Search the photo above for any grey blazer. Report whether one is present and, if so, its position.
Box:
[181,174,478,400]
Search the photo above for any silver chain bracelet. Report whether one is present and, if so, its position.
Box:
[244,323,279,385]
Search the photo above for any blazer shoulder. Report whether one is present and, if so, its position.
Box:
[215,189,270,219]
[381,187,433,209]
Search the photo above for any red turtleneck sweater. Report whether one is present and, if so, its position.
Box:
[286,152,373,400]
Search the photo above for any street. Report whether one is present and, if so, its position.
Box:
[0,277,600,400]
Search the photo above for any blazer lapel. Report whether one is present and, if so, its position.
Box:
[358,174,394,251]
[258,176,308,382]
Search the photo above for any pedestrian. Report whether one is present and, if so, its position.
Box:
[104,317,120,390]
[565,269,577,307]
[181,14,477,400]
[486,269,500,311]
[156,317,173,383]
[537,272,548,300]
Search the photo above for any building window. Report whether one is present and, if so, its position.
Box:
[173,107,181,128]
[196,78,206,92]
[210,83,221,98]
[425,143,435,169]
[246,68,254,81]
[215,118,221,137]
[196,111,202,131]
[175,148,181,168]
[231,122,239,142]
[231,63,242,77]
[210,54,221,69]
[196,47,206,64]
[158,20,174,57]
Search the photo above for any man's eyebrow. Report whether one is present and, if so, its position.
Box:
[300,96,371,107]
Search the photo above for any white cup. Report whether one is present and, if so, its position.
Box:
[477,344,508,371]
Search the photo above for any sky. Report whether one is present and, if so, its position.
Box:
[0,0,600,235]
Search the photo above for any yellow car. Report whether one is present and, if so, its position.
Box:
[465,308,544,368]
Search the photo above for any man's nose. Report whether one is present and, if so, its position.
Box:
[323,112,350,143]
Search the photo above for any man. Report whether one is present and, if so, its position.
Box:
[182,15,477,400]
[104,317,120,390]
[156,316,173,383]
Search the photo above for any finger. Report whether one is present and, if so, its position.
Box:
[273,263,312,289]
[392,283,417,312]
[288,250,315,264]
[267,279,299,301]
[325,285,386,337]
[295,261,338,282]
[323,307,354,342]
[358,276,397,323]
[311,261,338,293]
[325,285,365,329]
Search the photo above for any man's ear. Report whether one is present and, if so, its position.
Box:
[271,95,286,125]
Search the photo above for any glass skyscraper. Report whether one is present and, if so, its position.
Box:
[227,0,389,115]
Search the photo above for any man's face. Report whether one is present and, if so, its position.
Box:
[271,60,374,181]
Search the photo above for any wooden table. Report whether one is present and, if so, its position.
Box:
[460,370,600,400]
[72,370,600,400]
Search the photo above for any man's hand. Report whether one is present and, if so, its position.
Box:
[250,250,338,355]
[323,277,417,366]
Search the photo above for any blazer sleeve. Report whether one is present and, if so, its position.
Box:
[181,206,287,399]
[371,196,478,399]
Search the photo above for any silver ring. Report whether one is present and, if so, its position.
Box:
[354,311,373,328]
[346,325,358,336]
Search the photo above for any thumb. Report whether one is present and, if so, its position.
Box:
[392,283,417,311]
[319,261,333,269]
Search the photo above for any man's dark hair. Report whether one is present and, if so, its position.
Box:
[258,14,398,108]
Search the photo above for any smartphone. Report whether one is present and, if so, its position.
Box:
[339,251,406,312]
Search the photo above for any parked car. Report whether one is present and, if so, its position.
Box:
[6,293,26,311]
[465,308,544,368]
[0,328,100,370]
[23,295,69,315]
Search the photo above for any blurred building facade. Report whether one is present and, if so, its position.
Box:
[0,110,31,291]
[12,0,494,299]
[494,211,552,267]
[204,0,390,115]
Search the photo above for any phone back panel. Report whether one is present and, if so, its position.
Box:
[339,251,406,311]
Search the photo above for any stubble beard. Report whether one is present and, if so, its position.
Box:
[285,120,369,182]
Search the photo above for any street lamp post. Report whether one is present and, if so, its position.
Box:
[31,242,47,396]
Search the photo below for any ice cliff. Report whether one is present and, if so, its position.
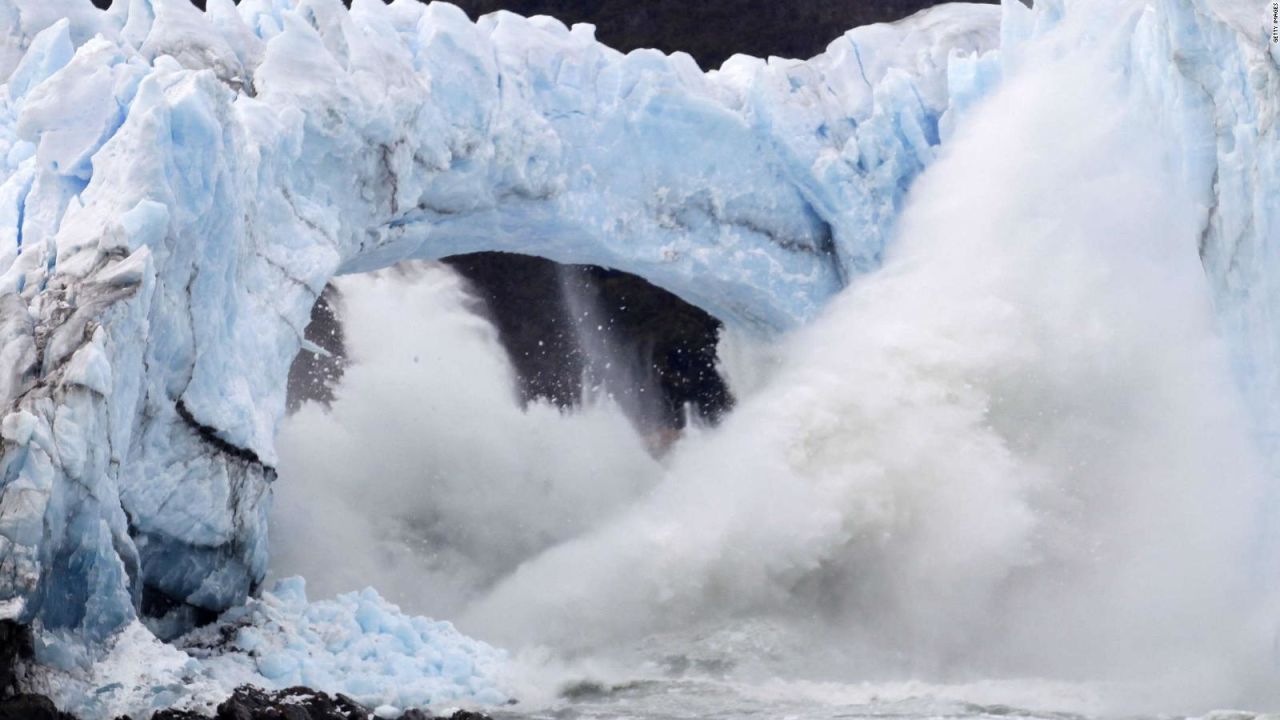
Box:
[0,0,1280,712]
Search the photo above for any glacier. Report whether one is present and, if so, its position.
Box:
[0,0,1280,703]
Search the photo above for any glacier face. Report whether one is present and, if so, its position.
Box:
[0,0,1280,707]
[0,0,998,666]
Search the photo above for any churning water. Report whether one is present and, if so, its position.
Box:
[273,4,1275,717]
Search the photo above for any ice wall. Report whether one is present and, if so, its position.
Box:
[0,0,998,666]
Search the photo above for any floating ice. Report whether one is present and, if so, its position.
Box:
[0,0,1280,712]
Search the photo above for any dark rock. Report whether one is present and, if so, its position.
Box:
[216,685,370,720]
[152,710,209,720]
[0,694,76,720]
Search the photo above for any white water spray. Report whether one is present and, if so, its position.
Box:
[276,4,1270,710]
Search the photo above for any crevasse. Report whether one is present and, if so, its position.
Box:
[0,0,1280,712]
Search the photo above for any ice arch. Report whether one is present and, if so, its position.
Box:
[0,0,998,650]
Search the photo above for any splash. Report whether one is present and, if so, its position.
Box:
[276,3,1274,711]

Direction:
Output the lines above in full and exactly as given, omitting any pictures.

Written response:
Search the photo above for any grey blazer. Report whether one is present and, if so, its position.
Box:
[181,174,478,400]
Search the photo above for any silver chain bracelet. Report whether one is present and, if so, its position.
Box:
[244,323,279,385]
Search the photo above for any blazer shoulder. Report whether one is present and, if so, its position.
Box:
[215,189,270,219]
[381,187,433,209]
Search the photo above for any red turtleneck sweater. Report whether one is present and, if so, its position.
Box:
[286,152,373,400]
Search the photo above for any street. Report whether one is present and, if so, its position.
Box:
[0,277,600,400]
Search the photo above for any blazer lapel. Report whether one is present and, if so, its position.
Box:
[358,174,394,251]
[258,176,308,382]
Search the photo above for any pedestrian. Report whether one is present and, if so, its position.
Box:
[104,317,120,390]
[565,269,577,307]
[181,14,477,400]
[486,269,500,311]
[156,317,173,383]
[537,272,548,300]
Search the photo above for any building window. Report whether one is present and, if so, its position.
Box:
[173,107,181,128]
[196,78,206,92]
[210,83,221,98]
[425,143,435,169]
[246,68,254,81]
[215,118,221,137]
[196,111,202,131]
[175,148,181,168]
[231,122,239,142]
[231,63,242,77]
[210,54,221,69]
[196,47,206,64]
[158,20,174,57]
Search the photo above for any man's eyebrow. Report whether one is present and, if so, its position.
Box:
[300,96,371,107]
Search the photo above for any white cup. Report whether one is present and, if so, its position.
Box:
[477,344,508,371]
Search the photo above for any sky. Report whether one is present and, if so, its position.
Box:
[0,0,600,235]
Search the photo above for any yellow car. Report whether one is present and, if so, its position.
Box:
[465,308,544,368]
Search the photo above for any man's nose. Report whether one is present and, if so, its position.
Box:
[323,112,350,143]
Search the photo above for any man. Report whether one is present and, if so, its position.
Box:
[182,15,477,400]
[104,317,120,390]
[156,316,173,383]
Search the photo above for any finger. Report whether one is present and, if so, its position.
Box:
[273,263,312,289]
[392,283,417,312]
[288,250,315,264]
[267,279,299,301]
[325,285,386,337]
[295,261,338,282]
[323,307,354,342]
[358,276,397,323]
[311,261,338,293]
[325,285,365,329]
Search the photo above for any man's ear. Report whether one is present and, if so, its position.
Box:
[271,95,286,125]
Search the photo above for any glass skyscraper. Report whether one is present and, if so, its position.
Box:
[227,0,389,115]
Search the photo above for any man's face. Report whether one is present and, if so, its position.
Box:
[271,60,374,181]
Search the photo above for any wooden table. Report whether one is present and, if so, its position.
Box:
[460,370,600,400]
[72,370,600,400]
Search the photo above for any man's hand. Report whether one is present and, if so, its position.
Box:
[250,250,338,355]
[323,277,417,366]
Search the photo above for any blazer sleeve. Report whether one is present and, if so, its position.
Box:
[181,206,287,399]
[371,196,478,399]
Search the photo above for any silver ring. Report whether one is present and, if so, its position.
Box:
[354,311,373,328]
[346,325,358,336]
Search the photo above for any thumb. Report whether one is present and, if so, its position.
Box:
[392,283,417,311]
[319,261,333,269]
Search the photo above for any man's dark hair. Report whether one is present and, if so, its position.
Box:
[258,14,398,108]
Search the photo above for any smartphone. Report whether one is present and, if so, its position.
Box:
[339,251,406,312]
Search the photo above for any parked car. Report whether one is present and, if so, its position.
Box:
[6,293,26,311]
[465,308,544,368]
[0,328,100,370]
[23,295,69,315]
Search the photo above for any blurred building facade. Report whether one is present and, if so, its position.
Box:
[0,110,31,291]
[12,0,494,299]
[494,211,552,267]
[204,0,390,115]
Search the photo above for any phone back panel. Report whether one is present and, if so, its position.
Box:
[339,251,406,311]
Search the photo above for any stubble beard. Report whether one is present and, if so, its position.
Box:
[285,120,369,182]
Search the photo above for any street lamp post. Report whether one is present and, if so, its position.
Box:
[31,242,47,396]
Search the photo below for any ice cliff. Report whether one is present and, if so, its position.
Box:
[0,0,1280,712]
Search the photo above for any glacier. Report whether one is present and, if so, its position.
Box:
[0,0,1280,703]
Search the photo above for any glacier face. Report whether one is present and, if so, its position.
Box:
[0,0,1280,707]
[0,0,998,666]
Search the photo above for any churning water. Report whether one is present and, if so, its position.
Box:
[273,4,1275,717]
Search the photo above for any ice wall. Report whether one is present and, if so, its position.
Box:
[0,0,998,666]
Search the photo above for any floating ice. Report whether one is present and, if so, its position.
Box:
[0,0,1280,712]
Search the photo above for any dark rock. Report whether one is present and, if so, its position.
Box:
[216,685,370,720]
[152,710,209,720]
[0,694,76,720]
Search the photo above for any white water spray. Report whether one is present and, if so, its position.
Box:
[276,4,1270,710]
Search the photo above for any crevasse. Report whether one is present and, if so, its position.
Box:
[0,0,1280,712]
Search the photo above for any ice arch. Report whether one is present and, if so, its position.
Box:
[0,0,998,650]
Search the photo above for any splash. Report whether one is present and, if so, its position.
Box:
[276,3,1274,711]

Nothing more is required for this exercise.